• **STATED EXERCISE**:
Put the lines of the records from the one containing "Place a point on every instance of the radiator, shaped" through the one containing "pixel 346 176" into a JSON list of strings, one string per line, with blank lines left out.

• **RECORDS FOR THIS EXERCISE**:

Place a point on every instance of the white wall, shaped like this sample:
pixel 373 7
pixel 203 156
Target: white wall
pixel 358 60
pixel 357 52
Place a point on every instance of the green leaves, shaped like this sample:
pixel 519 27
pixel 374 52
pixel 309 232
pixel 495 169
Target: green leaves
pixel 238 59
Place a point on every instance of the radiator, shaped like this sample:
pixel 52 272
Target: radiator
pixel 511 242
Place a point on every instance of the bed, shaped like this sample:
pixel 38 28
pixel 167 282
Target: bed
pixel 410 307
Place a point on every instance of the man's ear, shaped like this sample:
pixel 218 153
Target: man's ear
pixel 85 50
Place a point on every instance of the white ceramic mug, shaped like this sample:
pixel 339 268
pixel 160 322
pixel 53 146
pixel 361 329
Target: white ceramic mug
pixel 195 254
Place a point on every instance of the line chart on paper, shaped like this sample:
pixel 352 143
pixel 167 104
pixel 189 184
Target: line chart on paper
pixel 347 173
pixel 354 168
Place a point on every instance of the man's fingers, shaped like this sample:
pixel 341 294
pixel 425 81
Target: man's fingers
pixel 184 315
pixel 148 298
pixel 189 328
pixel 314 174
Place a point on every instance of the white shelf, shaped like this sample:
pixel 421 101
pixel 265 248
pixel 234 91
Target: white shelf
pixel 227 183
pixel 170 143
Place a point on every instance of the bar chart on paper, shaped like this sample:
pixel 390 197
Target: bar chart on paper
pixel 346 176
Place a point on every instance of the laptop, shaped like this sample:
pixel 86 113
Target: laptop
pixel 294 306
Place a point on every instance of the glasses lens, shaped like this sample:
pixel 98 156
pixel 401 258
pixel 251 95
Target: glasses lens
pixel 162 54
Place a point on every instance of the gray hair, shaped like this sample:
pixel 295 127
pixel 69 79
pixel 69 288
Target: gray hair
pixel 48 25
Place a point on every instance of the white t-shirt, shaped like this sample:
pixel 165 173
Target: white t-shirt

--

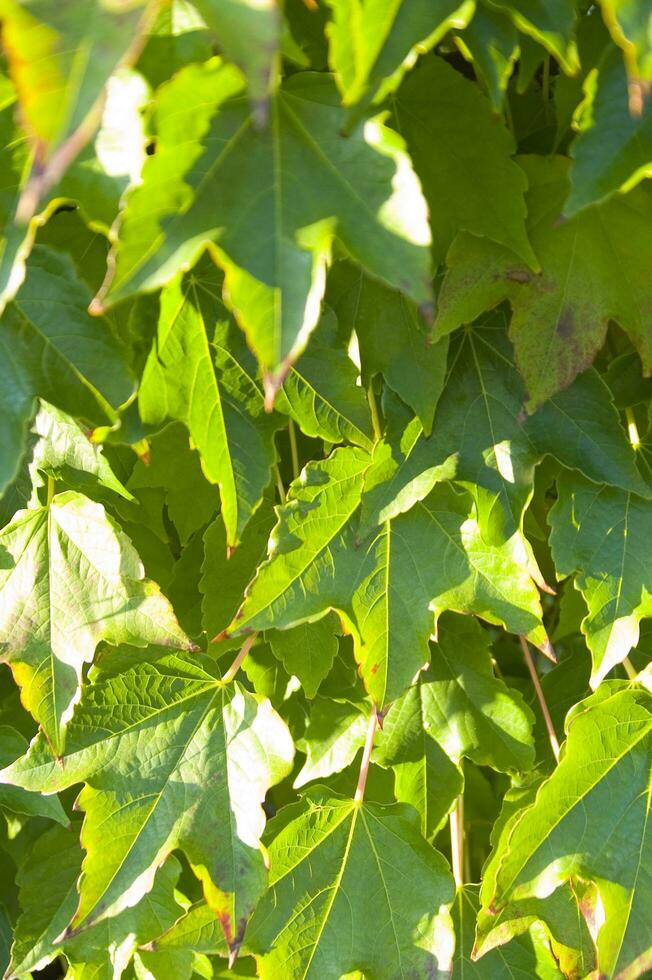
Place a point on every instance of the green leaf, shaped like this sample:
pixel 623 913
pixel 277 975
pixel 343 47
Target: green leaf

* * *

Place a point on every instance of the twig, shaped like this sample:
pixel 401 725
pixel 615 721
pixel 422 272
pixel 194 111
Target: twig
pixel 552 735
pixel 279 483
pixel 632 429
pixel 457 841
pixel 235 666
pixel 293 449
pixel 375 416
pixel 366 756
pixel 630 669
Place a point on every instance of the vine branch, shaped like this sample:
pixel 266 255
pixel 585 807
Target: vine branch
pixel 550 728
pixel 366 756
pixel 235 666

• **RESULT OF THIS EXERCISE**:
[
  "Place a point on every instance of the radiator, shaped like this sample:",
  "pixel 52 272",
  "Target: radiator",
  "pixel 511 242",
  "Place a point on every instance of the bed, shaped like this sample:",
  "pixel 38 28",
  "pixel 167 282",
  "Target: bed",
  "pixel 410 307",
  "Place a point on every instance of the man's ear, shaped like this sample:",
  "pixel 218 153",
  "Target: man's ear",
  "pixel 85 50",
  "Place a point on every instance of the white ceramic mug, shaped like this sample:",
  "pixel 339 268",
  "pixel 160 322",
  "pixel 53 146",
  "pixel 361 329",
  "Target: white ceramic mug",
  "pixel 195 254",
  "Place a point on every instance of the line chart on paper, shaped like this sample:",
  "pixel 352 143",
  "pixel 167 104",
  "pixel 189 184",
  "Target: line chart on paper",
  "pixel 347 173",
  "pixel 354 168",
  "Place a point on every instance of the man's fingers, shaped like this sample:",
  "pixel 341 294",
  "pixel 425 81",
  "Target: man's fingers",
  "pixel 184 315",
  "pixel 148 298",
  "pixel 189 328",
  "pixel 314 174",
  "Place a point on every instance of the white shelf, shaped like this sample:",
  "pixel 421 101",
  "pixel 265 248",
  "pixel 234 91",
  "Target: white shelf",
  "pixel 227 183",
  "pixel 170 143",
  "Place a point on every instance of the bar chart on paper, shaped like this sample:",
  "pixel 390 197",
  "Target: bar chart on paper",
  "pixel 346 176"
]